Physical characteristics
- Estimated age: Between 3×10^{9} yr and 6×10^{9} yr
- Other designations: Cr 442, C 2144+655

Associations
- Constellation: Cepheus

= NGC 7142 =

Open cluster in the constellation Cepheus

NGC 7142 is an open cluster about 6,200 light-years away in the constellation Cepheus.

Due to the observational difficulties NGC 7142 presents, it has been an infrequent topic of research. Current known studies include only work being done at the University of Kansas.

==Description==
NGC 7142 is located near the reflection nebula NGC 7129, which is a first indication that the cluster may be obscured by an interstellar cloud. Many studies have demonstrated this to be true dating back to the earliest investigations of this cluster. A thorough study of the Cepheus region concluded "that no part of the field may be considered unobscured."

Other astronomers have noted that the reddening across the face of this cluster is likely to be uneven. The visibility of several background galaxies in the NW corner of the cluster indicate that the obscuring medium may be lowest here. Estimates of the amount of reddening range from 0.18 magnitudes, to as high as 0.41 magnitudes.

__Provided data__
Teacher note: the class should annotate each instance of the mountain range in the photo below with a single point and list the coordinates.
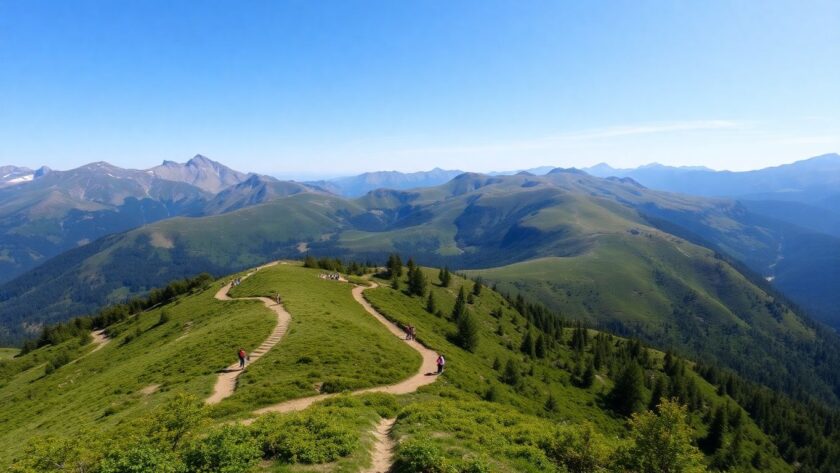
(44, 213)
(608, 251)
(726, 280)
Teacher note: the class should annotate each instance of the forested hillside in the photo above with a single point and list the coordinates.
(523, 390)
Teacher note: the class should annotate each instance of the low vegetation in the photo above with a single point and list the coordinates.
(524, 390)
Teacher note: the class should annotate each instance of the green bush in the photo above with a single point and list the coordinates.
(311, 437)
(578, 448)
(141, 458)
(231, 449)
(422, 456)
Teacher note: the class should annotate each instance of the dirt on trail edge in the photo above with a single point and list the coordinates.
(383, 449)
(226, 382)
(425, 375)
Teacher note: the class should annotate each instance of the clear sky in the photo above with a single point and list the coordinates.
(305, 88)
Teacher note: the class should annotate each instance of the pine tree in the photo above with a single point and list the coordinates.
(717, 430)
(627, 396)
(660, 391)
(416, 281)
(431, 305)
(528, 347)
(550, 403)
(477, 287)
(394, 265)
(445, 277)
(541, 348)
(588, 376)
(511, 374)
(467, 332)
(460, 307)
(662, 442)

__Activity list__
1. Retype the passage on NGC 7142 word for word, starting with "Physical characteristics" and going on through "University of Kansas.".
2. Answer these questions from the passage on NGC 7142:
(a) How far away is NGC 7142, in light-years?
(b) At which university is the only currently known research on the cluster being done?
(c) In which corner of the cluster are several background galaxies visible?

__Outputs in order__
1.
Physical characteristics
- Estimated age: Between 3×10^{9} yr and 6×10^{9} yr
- Other designations: Cr 442, C 2144+655

Associations
- Constellation: Cepheus

= NGC 7142 =

Open cluster in the constellation Cepheus

NGC 7142 is an open cluster about 6,200 light-years away in the constellation Cepheus.

Due to the observational difficulties NGC 7142 presents, it has been an infrequent topic of research. Current known studies include only work being done at the University of Kansas.

2.
(a) About 6,200 light-years.
(b) The University of Kansas.
(c) The NW corner.